*Directions:* A word-for-word copy of the entries is the only acceptable reply.

*The input:*
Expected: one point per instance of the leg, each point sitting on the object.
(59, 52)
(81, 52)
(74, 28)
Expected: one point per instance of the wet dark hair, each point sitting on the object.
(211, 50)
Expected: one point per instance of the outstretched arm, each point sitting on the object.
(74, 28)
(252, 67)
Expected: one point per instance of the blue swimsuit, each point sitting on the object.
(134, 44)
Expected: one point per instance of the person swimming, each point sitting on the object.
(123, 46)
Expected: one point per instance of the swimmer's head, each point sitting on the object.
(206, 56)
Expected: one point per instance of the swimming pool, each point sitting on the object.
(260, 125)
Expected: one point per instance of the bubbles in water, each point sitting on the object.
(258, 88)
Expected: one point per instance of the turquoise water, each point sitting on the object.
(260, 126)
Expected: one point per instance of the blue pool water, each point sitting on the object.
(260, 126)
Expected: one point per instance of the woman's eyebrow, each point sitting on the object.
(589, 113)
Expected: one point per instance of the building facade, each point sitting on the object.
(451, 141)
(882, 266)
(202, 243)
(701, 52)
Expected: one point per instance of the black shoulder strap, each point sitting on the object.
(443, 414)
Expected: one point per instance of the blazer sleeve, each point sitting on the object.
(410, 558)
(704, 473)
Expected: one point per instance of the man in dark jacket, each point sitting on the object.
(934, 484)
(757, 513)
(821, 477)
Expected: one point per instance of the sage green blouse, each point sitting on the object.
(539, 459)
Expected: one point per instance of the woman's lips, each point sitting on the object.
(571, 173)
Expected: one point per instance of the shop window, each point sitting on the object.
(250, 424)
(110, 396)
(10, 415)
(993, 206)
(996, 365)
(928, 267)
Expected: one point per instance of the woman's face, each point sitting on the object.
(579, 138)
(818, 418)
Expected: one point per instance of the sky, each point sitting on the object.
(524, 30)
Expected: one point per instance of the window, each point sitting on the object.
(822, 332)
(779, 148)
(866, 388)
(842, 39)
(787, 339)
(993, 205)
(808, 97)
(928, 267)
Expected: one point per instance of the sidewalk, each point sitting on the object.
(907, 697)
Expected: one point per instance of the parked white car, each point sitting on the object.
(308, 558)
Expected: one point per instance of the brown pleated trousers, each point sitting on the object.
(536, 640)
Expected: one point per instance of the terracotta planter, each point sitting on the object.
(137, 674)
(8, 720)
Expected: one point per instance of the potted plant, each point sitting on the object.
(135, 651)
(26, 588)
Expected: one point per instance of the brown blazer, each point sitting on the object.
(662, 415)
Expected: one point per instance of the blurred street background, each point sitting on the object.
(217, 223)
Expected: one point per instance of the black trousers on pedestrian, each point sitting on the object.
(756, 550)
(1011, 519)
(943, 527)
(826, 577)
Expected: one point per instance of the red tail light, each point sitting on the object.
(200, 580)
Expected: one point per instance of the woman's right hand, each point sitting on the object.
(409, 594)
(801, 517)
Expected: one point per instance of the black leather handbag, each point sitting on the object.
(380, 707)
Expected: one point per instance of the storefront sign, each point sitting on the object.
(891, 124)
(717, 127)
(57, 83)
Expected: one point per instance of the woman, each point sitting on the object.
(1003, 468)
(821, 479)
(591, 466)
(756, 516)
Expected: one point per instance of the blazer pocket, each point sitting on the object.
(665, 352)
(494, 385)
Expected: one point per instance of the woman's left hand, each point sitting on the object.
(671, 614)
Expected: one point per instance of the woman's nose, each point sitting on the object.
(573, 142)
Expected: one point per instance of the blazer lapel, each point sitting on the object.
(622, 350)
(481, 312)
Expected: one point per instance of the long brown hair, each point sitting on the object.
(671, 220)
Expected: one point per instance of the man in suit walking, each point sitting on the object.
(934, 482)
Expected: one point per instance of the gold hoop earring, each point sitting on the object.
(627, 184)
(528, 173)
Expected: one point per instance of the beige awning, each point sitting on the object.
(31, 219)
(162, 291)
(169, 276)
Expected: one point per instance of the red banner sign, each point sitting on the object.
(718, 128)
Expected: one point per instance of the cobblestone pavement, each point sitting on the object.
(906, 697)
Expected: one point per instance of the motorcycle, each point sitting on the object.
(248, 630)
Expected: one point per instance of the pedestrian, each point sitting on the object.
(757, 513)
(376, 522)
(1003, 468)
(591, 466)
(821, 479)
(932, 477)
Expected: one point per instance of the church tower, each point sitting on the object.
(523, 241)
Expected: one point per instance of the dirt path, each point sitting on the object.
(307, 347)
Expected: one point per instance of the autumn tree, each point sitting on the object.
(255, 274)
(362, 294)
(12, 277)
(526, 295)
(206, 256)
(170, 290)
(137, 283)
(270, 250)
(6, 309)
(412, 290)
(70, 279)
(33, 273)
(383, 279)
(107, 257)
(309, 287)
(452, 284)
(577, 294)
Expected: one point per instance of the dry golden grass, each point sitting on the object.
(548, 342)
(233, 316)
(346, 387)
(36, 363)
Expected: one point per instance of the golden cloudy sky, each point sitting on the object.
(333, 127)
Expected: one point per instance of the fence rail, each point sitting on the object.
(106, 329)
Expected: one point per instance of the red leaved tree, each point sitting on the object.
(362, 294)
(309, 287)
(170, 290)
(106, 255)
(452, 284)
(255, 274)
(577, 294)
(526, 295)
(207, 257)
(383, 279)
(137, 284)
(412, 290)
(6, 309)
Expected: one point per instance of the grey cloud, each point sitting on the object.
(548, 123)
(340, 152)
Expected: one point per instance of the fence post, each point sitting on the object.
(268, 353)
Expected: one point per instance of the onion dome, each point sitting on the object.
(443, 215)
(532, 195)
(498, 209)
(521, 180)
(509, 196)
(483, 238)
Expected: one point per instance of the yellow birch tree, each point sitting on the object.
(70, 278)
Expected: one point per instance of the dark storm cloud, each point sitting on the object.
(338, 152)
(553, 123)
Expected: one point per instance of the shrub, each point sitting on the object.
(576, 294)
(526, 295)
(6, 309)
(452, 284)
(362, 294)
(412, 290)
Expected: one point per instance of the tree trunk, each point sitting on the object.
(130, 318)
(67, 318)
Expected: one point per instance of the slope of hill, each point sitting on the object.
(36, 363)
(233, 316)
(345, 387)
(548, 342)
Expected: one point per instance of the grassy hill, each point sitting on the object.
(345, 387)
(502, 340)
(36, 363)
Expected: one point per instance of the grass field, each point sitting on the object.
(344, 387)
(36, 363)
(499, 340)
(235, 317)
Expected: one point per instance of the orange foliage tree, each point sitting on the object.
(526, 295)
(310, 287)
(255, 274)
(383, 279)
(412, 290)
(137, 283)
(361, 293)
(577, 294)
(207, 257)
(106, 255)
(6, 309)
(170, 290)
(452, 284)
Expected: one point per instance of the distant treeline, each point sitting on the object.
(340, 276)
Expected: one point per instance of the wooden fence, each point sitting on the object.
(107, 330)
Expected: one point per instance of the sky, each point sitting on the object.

*Response area:*
Expected: one point per instance of the leg, each point sitting on the object.
(59, 52)
(81, 52)
(74, 28)
Expected: one point per instance of the wet dark hair, each point sitting on the object.
(211, 50)
Expected: one point per instance of the outstretched arm, each point sitting on the object.
(74, 28)
(252, 67)
Expected: one point per instance of the blue swimsuit, each point sitting on the object.
(134, 44)
Expected: one point per instance of the person swimming, each point sitting on the object.
(123, 46)
Expected: one point per instance of the swimmer's head, each point sitting on the object.
(206, 56)
Expected: one point per instance of the swimming pool, each point sitting on the object.
(260, 125)
Expected: one point per instance of the bubbles in water, each point sitting on the object.
(258, 88)
Expected: one point per instance of the turquoise water, each point sitting on the object.
(260, 126)
Expected: one point per instance of the blue pool water, each point sitting on the object.
(260, 126)
Expected: one point per instance of the woman's eyebrow, each point sitting on the object.
(589, 113)
Expected: one point per instance of the building facade, each point sitting on the object.
(451, 141)
(882, 266)
(202, 243)
(701, 52)
Expected: one point per instance of the black shoulder strap, each point sitting on the object.
(443, 414)
Expected: one point per instance of the blazer sleeve, each point sitting on the object.
(410, 558)
(704, 473)
Expected: one point per instance of the man in dark jacket, each point sitting on the object.
(934, 484)
(757, 513)
(821, 477)
Expected: one point per instance of the sage green blouse, each point sitting on the object.
(539, 459)
Expected: one point per instance of the woman's lips, each point sitting on the object.
(571, 173)
Expected: one point per instance of the shop window, each point sitting on the object.
(250, 424)
(110, 396)
(10, 415)
(993, 206)
(996, 365)
(928, 267)
Expected: one point per instance of the woman's face, each point sitting on the object.
(579, 138)
(818, 418)
Expected: one point per instance of the sky, each point sitting on the object.
(524, 30)
Expected: one point per instance of the window, each point sitting on the object.
(822, 332)
(779, 148)
(866, 388)
(842, 39)
(787, 339)
(993, 205)
(808, 97)
(928, 267)
Expected: one point per instance of the sidewalk, each point sitting on the object.
(907, 697)
Expected: one point per instance of the parked white car, each point sitting on the object.
(308, 558)
Expected: one point per instance of the brown pleated trousers, each point sitting on the object.
(536, 640)
Expected: one point per instance of the terracotta planter, each point sitting on the object.
(137, 674)
(8, 720)
Expected: one point per instance of the potted plant, each point sitting on the object.
(135, 651)
(26, 588)
Expected: one point per instance of the brown blazer, each point sitting on the object.
(662, 415)
Expected: one point per instance of the blurred street background, each point sitting on the object.
(217, 223)
Expected: one point per instance of the black trousers on pedestrian, each point sitting on the object.
(756, 550)
(1011, 519)
(943, 527)
(826, 577)
Expected: one point per instance of the red tail light, each point sitting on the object.
(200, 580)
Expected: one point per instance of the woman's right hand, each point sitting on the object.
(409, 594)
(801, 517)
Expected: one point per instance of the black leather handbag, each point sitting on the object.
(380, 707)
Expected: one point per instance of the storefront sign, each point sitting on the object.
(891, 124)
(717, 127)
(57, 83)
Expected: one point per instance of the woman, each point sitting on the object.
(1003, 468)
(821, 479)
(591, 466)
(756, 516)
Expected: one point per instance of the blazer pocket, each point sitting on the object.
(665, 352)
(494, 385)
Expected: one point per instance of the woman's left hand, each point sitting on the object.
(671, 614)
Expected: one point per instance of the woman's nose, each point sitting on the object.
(573, 142)
Expected: one point per instance of the blazer lapel, each point sitting on the object.
(622, 350)
(481, 312)
Expected: one point per instance of the long brown hair, each point sitting on the object.
(671, 220)
Expected: one point per instance of the man in suit walking, each point sitting on the object.
(934, 482)
Expected: one point per instance of the gold hoop earring, each point sitting on the object.
(627, 184)
(528, 173)
Expected: one point per instance of the beige awning, each point sitting on the object.
(31, 219)
(162, 291)
(169, 276)
Expected: one point per instance of the red banner sign, each point sitting on the object.
(718, 128)
Expected: one point per instance of the cobblestone pavement, each point sitting on the object.
(906, 697)
Expected: one point per instance of the motorcycle, each point sitting on the object.
(248, 630)
Expected: one point per instance of the pedestrian, each point sitting on the object.
(757, 513)
(376, 522)
(1003, 468)
(591, 466)
(821, 479)
(932, 477)
Expected: one point per instance of the church tower, each point sitting on the object.
(523, 241)
Expected: one point per instance of the dirt path, each point sitting on the object.
(307, 347)
Expected: one point per instance of the autumn tree, each point sitting on the object.
(255, 274)
(362, 294)
(12, 277)
(526, 295)
(206, 256)
(170, 290)
(137, 283)
(270, 250)
(6, 309)
(412, 290)
(70, 279)
(33, 273)
(383, 279)
(107, 257)
(309, 287)
(452, 284)
(577, 294)
Expected: one point per instance of the dry golden grass, each point sitting on the object.
(548, 342)
(233, 316)
(346, 387)
(36, 363)
Expected: one point per instance of the golden cloudy sky, each point sitting on the object.
(333, 127)
Expected: one point per instance of the fence rail, each point sitting on the object.
(106, 329)
Expected: one point per instance of the red leaved tree, each point sitting on the object.
(362, 294)
(309, 287)
(170, 290)
(106, 255)
(452, 284)
(255, 274)
(577, 294)
(526, 295)
(207, 257)
(383, 279)
(137, 284)
(412, 290)
(6, 309)
Expected: one point per instance of the grey cloud, each point sitting on the object.
(548, 123)
(340, 152)
Expected: one point per instance of the fence post, each point sitting on the object.
(268, 353)
Expected: one point per instance of the onion dome, each point sitting on the object.
(443, 215)
(532, 195)
(498, 209)
(521, 180)
(509, 196)
(483, 238)
Expected: one point per instance of the yellow birch tree, each point sitting on the object.
(70, 278)
Expected: one point per instance of the dark storm cloud, each point sitting on the object.
(338, 152)
(553, 123)
Expected: one point per instance of the shrub, each point sitting on the object.
(576, 294)
(526, 295)
(6, 309)
(452, 284)
(362, 294)
(412, 290)
Expected: one point per instance of the tree trunk, each point sitting on the object.
(130, 318)
(67, 318)
Expected: one point per instance of the slope of hill, each point sitting on the object.
(36, 363)
(233, 316)
(345, 387)
(548, 342)
Expected: one point per instance of the grassy hill, each point sitting on the object.
(345, 387)
(502, 340)
(36, 363)
Expected: one point per instance of the grass field, each point sitting on the object.
(344, 387)
(36, 363)
(499, 340)
(235, 317)
Expected: one point per instance of the orange foliage tree, each point sitting on the object.
(526, 295)
(310, 287)
(255, 274)
(383, 279)
(412, 290)
(137, 283)
(361, 293)
(577, 294)
(207, 257)
(106, 255)
(6, 309)
(170, 290)
(452, 284)
Expected: one point per instance of the distant treeline, each point sitting on the object.
(340, 276)
Expected: one point per instance of the wooden fence, each point sitting on the object.
(107, 330)
Expected: one point per instance of the sky, each point sitting on the object.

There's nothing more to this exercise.